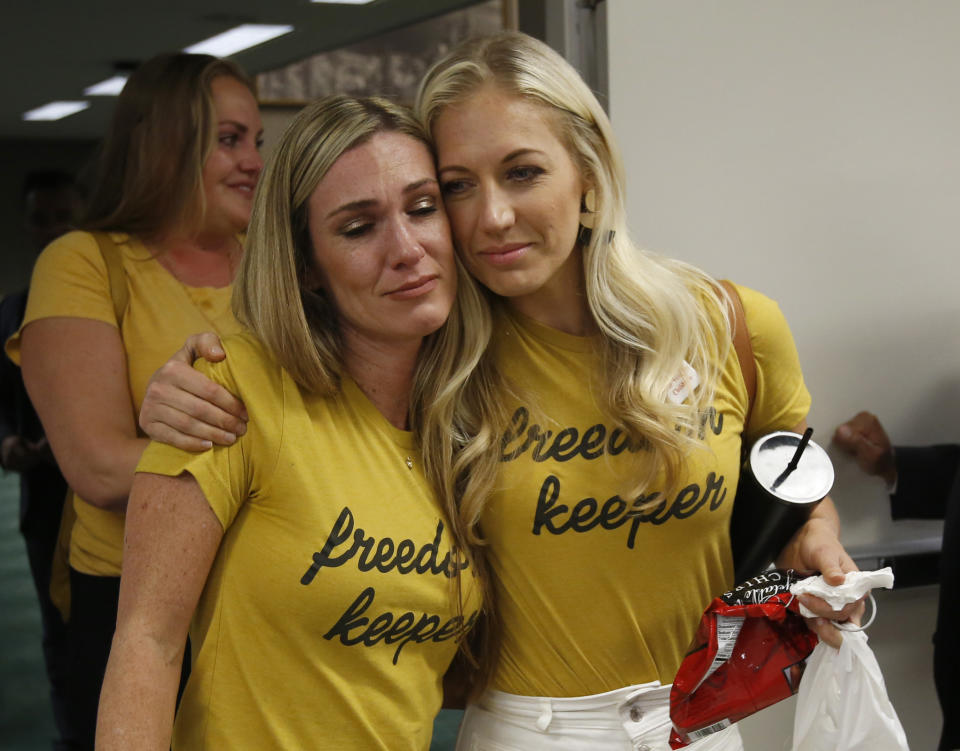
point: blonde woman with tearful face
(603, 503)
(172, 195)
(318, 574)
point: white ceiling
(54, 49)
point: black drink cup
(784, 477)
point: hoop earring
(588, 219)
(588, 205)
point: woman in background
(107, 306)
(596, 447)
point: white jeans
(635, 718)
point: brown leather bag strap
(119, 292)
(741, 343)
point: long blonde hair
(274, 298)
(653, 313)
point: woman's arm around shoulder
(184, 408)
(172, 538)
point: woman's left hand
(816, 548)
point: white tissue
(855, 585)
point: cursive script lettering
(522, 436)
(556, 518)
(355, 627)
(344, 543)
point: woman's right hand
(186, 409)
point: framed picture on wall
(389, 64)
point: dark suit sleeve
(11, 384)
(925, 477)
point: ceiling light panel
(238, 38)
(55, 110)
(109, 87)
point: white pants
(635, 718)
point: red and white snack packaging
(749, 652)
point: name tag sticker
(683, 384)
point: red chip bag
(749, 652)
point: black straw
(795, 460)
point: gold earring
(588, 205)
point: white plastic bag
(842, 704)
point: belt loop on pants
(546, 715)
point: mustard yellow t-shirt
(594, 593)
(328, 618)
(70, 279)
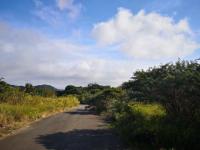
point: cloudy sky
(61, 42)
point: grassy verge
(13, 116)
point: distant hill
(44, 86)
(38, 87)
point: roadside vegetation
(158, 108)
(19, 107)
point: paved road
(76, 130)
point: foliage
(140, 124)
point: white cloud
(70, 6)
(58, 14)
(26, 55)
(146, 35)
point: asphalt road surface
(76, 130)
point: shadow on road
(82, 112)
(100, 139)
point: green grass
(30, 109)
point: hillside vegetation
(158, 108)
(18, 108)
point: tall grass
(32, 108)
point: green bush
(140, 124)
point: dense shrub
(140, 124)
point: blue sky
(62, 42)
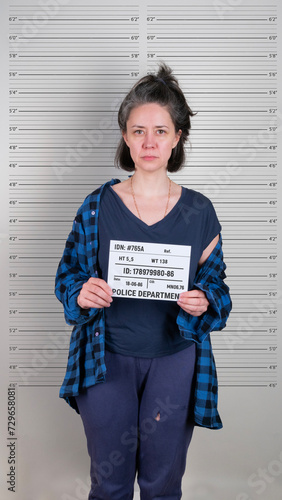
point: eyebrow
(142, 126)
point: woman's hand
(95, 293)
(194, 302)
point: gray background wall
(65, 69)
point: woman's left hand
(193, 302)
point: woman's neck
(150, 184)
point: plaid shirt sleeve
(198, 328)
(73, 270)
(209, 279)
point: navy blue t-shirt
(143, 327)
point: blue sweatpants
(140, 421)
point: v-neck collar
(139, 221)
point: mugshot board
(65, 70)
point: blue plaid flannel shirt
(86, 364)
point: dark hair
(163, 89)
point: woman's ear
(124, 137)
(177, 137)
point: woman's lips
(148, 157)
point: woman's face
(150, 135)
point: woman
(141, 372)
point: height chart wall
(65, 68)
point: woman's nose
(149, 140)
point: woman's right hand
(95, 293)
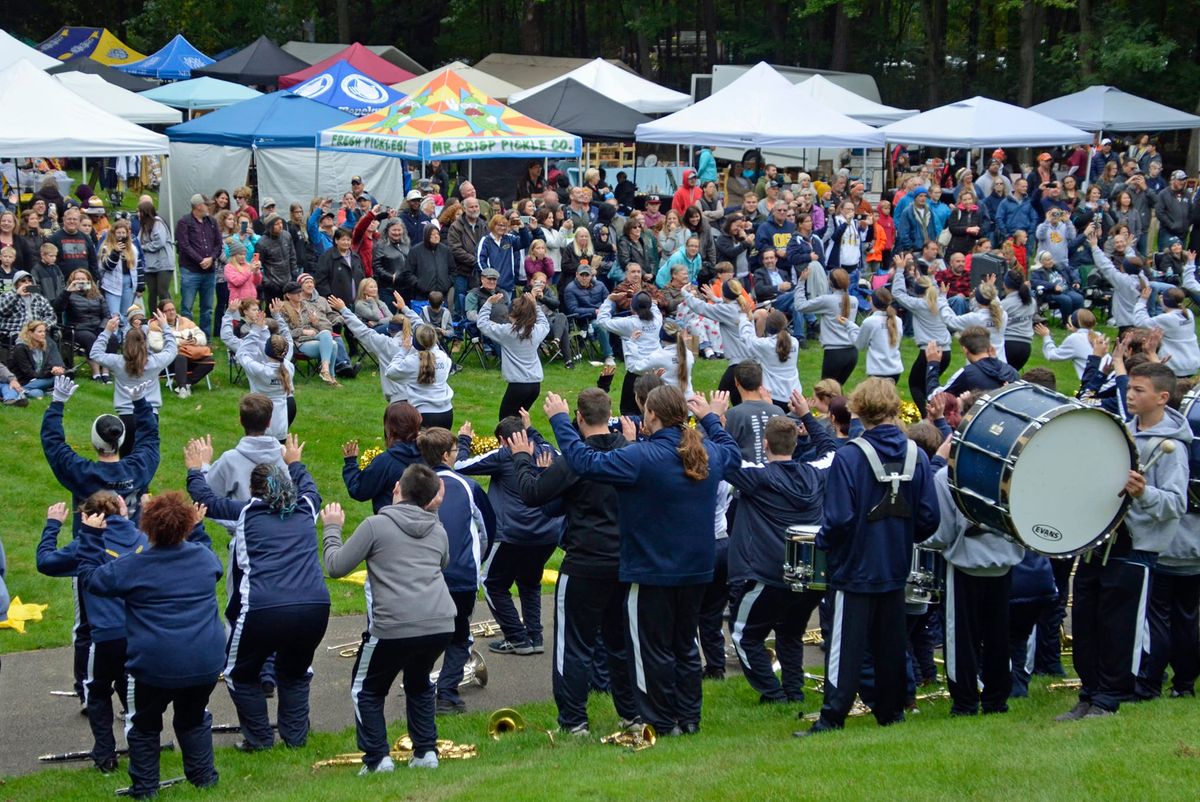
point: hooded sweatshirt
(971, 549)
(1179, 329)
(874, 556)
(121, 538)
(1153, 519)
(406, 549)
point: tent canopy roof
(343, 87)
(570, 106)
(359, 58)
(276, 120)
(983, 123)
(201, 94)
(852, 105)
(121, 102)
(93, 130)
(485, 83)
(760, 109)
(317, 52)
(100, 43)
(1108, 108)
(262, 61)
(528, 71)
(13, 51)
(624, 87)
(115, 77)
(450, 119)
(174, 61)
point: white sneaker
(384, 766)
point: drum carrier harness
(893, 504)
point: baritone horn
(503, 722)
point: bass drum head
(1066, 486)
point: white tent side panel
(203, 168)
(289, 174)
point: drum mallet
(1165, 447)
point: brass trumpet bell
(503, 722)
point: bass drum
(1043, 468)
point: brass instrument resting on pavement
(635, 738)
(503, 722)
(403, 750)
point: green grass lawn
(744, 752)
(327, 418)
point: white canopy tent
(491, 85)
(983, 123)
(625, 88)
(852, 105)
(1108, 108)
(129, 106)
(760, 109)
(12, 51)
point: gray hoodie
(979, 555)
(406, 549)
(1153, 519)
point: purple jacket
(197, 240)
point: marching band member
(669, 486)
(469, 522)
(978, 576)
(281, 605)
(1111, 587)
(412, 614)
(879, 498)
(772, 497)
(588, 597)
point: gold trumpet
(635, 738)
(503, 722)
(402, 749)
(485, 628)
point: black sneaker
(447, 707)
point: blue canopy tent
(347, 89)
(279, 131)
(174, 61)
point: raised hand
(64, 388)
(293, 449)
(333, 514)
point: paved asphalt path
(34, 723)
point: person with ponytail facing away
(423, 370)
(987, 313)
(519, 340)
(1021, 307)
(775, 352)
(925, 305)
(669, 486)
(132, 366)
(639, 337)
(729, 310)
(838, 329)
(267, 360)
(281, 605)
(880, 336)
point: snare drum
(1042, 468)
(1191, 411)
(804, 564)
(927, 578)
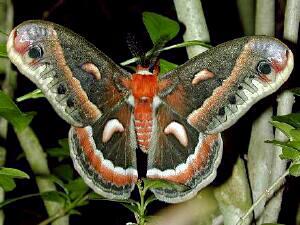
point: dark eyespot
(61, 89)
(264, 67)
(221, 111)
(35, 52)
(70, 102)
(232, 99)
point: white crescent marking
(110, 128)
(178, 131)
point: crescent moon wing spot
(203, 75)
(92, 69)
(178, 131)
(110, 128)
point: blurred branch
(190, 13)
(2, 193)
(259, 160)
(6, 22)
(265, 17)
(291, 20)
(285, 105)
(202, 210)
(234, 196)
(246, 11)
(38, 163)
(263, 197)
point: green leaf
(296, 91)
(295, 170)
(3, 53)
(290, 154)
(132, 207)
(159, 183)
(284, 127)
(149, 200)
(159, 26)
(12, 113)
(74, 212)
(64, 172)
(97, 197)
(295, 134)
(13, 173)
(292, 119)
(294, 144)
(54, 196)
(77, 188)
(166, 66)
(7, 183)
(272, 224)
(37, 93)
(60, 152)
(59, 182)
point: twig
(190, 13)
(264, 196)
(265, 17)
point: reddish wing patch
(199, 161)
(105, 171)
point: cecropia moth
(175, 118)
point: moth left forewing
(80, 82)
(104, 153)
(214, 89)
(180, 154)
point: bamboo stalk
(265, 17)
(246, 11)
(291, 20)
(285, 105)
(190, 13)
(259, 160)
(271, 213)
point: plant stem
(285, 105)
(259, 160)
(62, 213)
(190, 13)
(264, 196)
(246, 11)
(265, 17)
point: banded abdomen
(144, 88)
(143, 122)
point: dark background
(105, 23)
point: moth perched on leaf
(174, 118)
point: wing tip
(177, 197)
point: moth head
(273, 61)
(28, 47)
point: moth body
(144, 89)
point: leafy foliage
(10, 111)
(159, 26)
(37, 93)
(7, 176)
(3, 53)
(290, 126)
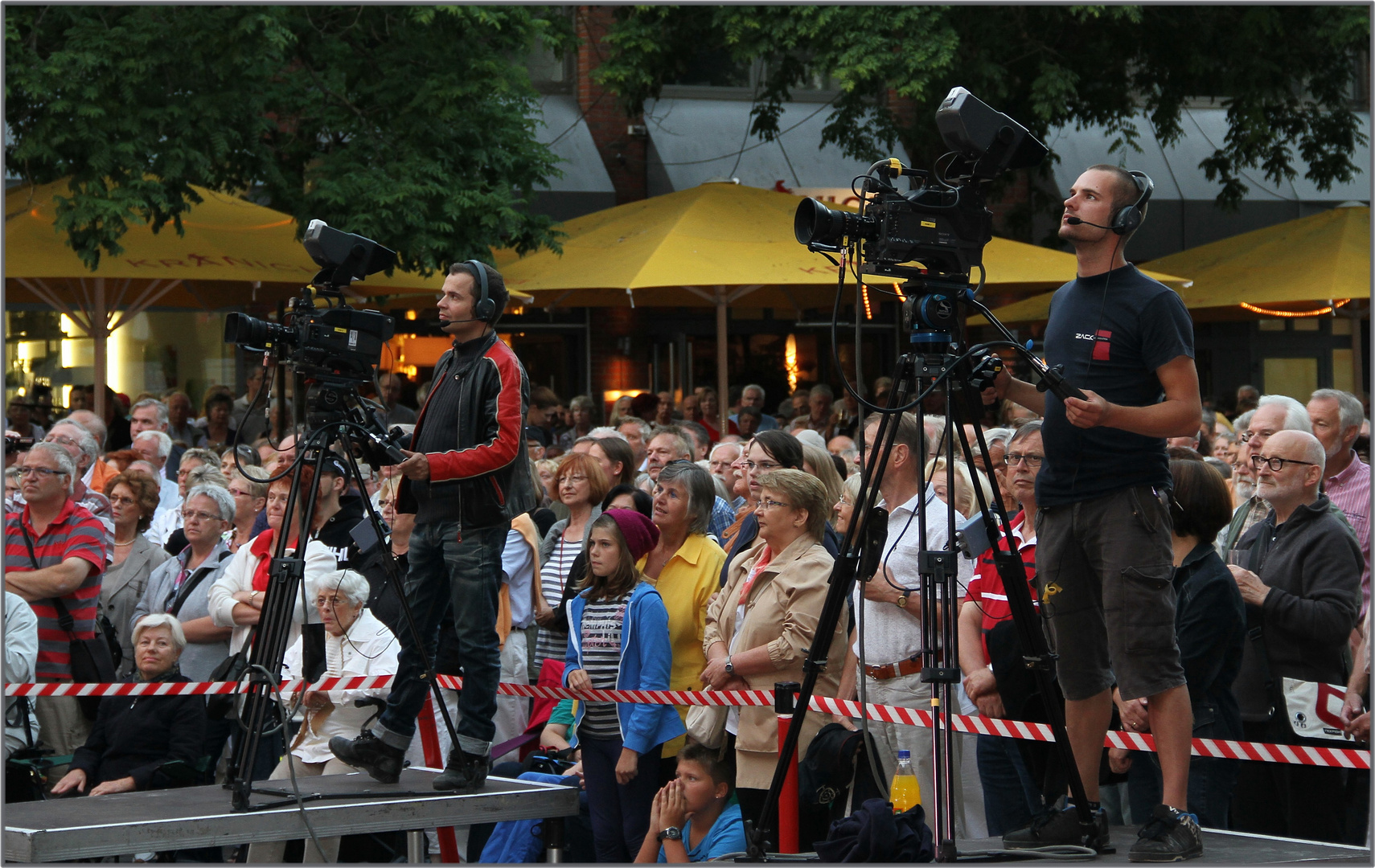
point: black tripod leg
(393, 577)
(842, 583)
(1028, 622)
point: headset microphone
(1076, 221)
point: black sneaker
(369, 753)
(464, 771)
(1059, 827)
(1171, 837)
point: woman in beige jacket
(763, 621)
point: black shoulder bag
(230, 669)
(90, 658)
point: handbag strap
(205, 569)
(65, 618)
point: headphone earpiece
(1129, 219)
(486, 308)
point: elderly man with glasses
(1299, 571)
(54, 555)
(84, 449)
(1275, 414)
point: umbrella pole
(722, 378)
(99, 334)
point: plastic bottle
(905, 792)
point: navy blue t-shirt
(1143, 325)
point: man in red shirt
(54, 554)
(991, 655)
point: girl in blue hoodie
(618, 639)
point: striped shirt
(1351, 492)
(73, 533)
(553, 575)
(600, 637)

-*-

** What this task involves **
Print every entry above again without changing a word, and omit the pictures.

** Complete response **
point: blonde woman with tearful face
(603, 503)
(172, 195)
(318, 574)
point: white ceiling
(54, 49)
point: black drink cup
(784, 477)
point: hoop earring
(588, 219)
(588, 205)
point: woman in background
(107, 306)
(596, 447)
point: white jeans
(635, 718)
point: brown leather bag strap
(119, 292)
(741, 343)
point: long blonde hair
(274, 298)
(653, 313)
point: woman's arm around shoulder
(184, 408)
(172, 538)
point: woman's left hand
(816, 548)
point: white tissue
(855, 585)
point: cursive script lettering
(522, 436)
(556, 518)
(355, 627)
(344, 543)
point: woman's right hand
(186, 409)
point: framed picture on wall
(389, 64)
point: dark suit sleeve
(11, 384)
(925, 477)
point: ceiling light panel
(238, 38)
(55, 110)
(109, 87)
point: white pants
(635, 718)
point: red and white snack packaging
(749, 652)
point: name tag sticker
(683, 384)
point: red chip bag
(749, 652)
point: black straw
(795, 460)
point: gold earring
(588, 205)
point: white plastic bag
(842, 704)
point: belt loop on pants
(546, 715)
point: mustard yellow t-shirt
(594, 593)
(328, 618)
(70, 279)
point: cloudy sky
(61, 42)
point: grassy verge
(13, 116)
point: distant hill
(44, 86)
(38, 87)
point: roadside vegetation
(158, 108)
(19, 107)
point: paved road
(76, 130)
point: foliage
(140, 124)
point: white cloud
(70, 6)
(58, 14)
(26, 55)
(146, 35)
point: asphalt road surface
(76, 130)
point: shadow on road
(82, 112)
(100, 139)
point: green grass
(30, 109)
point: hillside vegetation
(158, 108)
(18, 108)
point: tall grass
(32, 108)
point: green bush
(140, 124)
point: dense shrub
(140, 124)
point: blue sky
(62, 42)
point: eyebrow
(142, 126)
point: woman's hand
(95, 293)
(194, 302)
point: gray background wall
(65, 69)
point: woman's left hand
(193, 302)
point: woman's neck
(150, 184)
point: plaid shirt sleeve
(198, 328)
(73, 270)
(209, 279)
point: navy blue t-shirt
(143, 327)
point: blue sweatpants
(140, 421)
point: v-neck collar
(139, 221)
point: mugshot board
(65, 70)
point: blue plaid flannel shirt
(86, 364)
point: dark hair
(163, 89)
point: woman's ear
(124, 137)
(177, 137)
point: woman's lips
(148, 157)
point: woman's face
(150, 135)
point: woman
(141, 372)
point: height chart wall
(65, 68)
point: woman's nose
(149, 140)
point: woman's right hand
(95, 293)
point: hooded sweatshirt
(971, 549)
(1179, 329)
(874, 556)
(121, 538)
(1153, 519)
(406, 549)
point: tent canopy roof
(343, 87)
(570, 106)
(359, 58)
(276, 120)
(983, 123)
(201, 94)
(852, 105)
(121, 102)
(93, 130)
(485, 83)
(760, 109)
(317, 52)
(100, 43)
(1108, 108)
(262, 61)
(528, 71)
(13, 51)
(624, 87)
(115, 77)
(450, 119)
(174, 61)
point: white sneaker
(384, 766)
point: drum carrier harness
(893, 504)
point: baritone horn
(503, 722)
point: bass drum head
(1066, 486)
point: white tent side panel
(203, 168)
(289, 174)
point: drum mallet
(1165, 447)
point: brass trumpet bell
(503, 722)
point: bass drum
(1043, 468)
point: brass instrument resting on pavement
(635, 738)
(503, 722)
(403, 750)
point: green grass lawn
(744, 752)
(327, 418)
point: white canopy tent
(491, 85)
(983, 123)
(625, 88)
(852, 105)
(1108, 108)
(129, 106)
(760, 109)
(12, 51)
point: gray hoodie
(979, 555)
(406, 549)
(1153, 519)
point: purple jacket
(197, 240)
point: marching band member
(669, 486)
(469, 522)
(978, 576)
(281, 605)
(1111, 587)
(412, 614)
(879, 498)
(772, 497)
(588, 597)
point: gold trumpet
(635, 738)
(503, 722)
(402, 749)
(485, 628)
point: black sneaker
(447, 707)
point: blue canopy tent
(347, 89)
(279, 131)
(174, 61)
point: raised hand
(64, 388)
(293, 449)
(333, 514)
point: paved asphalt path
(34, 723)
point: person with ponytail facing away
(423, 370)
(987, 313)
(519, 340)
(1021, 307)
(775, 352)
(925, 305)
(669, 486)
(132, 366)
(639, 337)
(729, 310)
(838, 329)
(267, 360)
(281, 605)
(880, 336)
point: snare drum
(1042, 468)
(1191, 411)
(804, 564)
(927, 578)
point: dark eyespot
(61, 89)
(264, 67)
(221, 111)
(35, 52)
(70, 102)
(232, 99)
point: white crescent marking
(110, 128)
(178, 131)
point: crescent moon wing spot
(203, 75)
(92, 69)
(178, 131)
(110, 128)
point: blurred branch
(190, 13)
(2, 193)
(259, 160)
(6, 22)
(265, 17)
(291, 20)
(285, 105)
(202, 210)
(234, 196)
(246, 11)
(38, 163)
(263, 197)
point: green leaf
(296, 91)
(295, 170)
(3, 53)
(290, 154)
(132, 207)
(159, 183)
(284, 127)
(149, 200)
(159, 26)
(12, 113)
(74, 212)
(64, 172)
(97, 197)
(295, 134)
(13, 173)
(292, 119)
(294, 144)
(54, 196)
(77, 188)
(166, 66)
(7, 183)
(272, 224)
(37, 93)
(60, 152)
(59, 182)
point: twig
(190, 13)
(264, 196)
(265, 17)
point: reddish wing patch
(199, 161)
(105, 171)
point: cecropia moth
(175, 118)
point: moth left forewing
(80, 82)
(104, 153)
(214, 89)
(180, 154)
point: bamboo stalk
(265, 17)
(246, 11)
(291, 20)
(285, 105)
(190, 13)
(259, 160)
(271, 213)
point: plant stem
(285, 105)
(259, 160)
(62, 213)
(190, 13)
(264, 196)
(246, 11)
(265, 17)
point: banded abdomen
(144, 88)
(143, 122)
point: dark background
(105, 23)
point: moth perched on leaf
(174, 118)
point: wing tip
(177, 197)
point: moth head
(273, 61)
(28, 47)
point: moth body
(144, 89)
point: leafy foliage
(10, 111)
(159, 26)
(37, 93)
(7, 176)
(3, 53)
(290, 126)
point: black tripod leg
(393, 577)
(842, 583)
(1028, 622)
point: headset microphone
(1076, 221)
point: black sneaker
(369, 753)
(464, 771)
(1059, 827)
(1171, 837)
point: woman in beige jacket
(763, 621)
point: black shoulder bag
(230, 669)
(90, 658)
point: handbag strap
(205, 569)
(65, 618)
point: headphone earpiece
(1129, 219)
(486, 308)
point: elderly man with glasses
(1299, 571)
(54, 555)
(84, 449)
(1275, 414)
point: umbrella pole
(722, 378)
(99, 334)
point: plastic bottle
(905, 792)
point: navy blue t-shirt
(1143, 325)
point: man in red shirt
(54, 554)
(991, 655)
point: girl in blue hoodie
(618, 639)
point: striped shirt
(1351, 492)
(73, 533)
(553, 575)
(600, 637)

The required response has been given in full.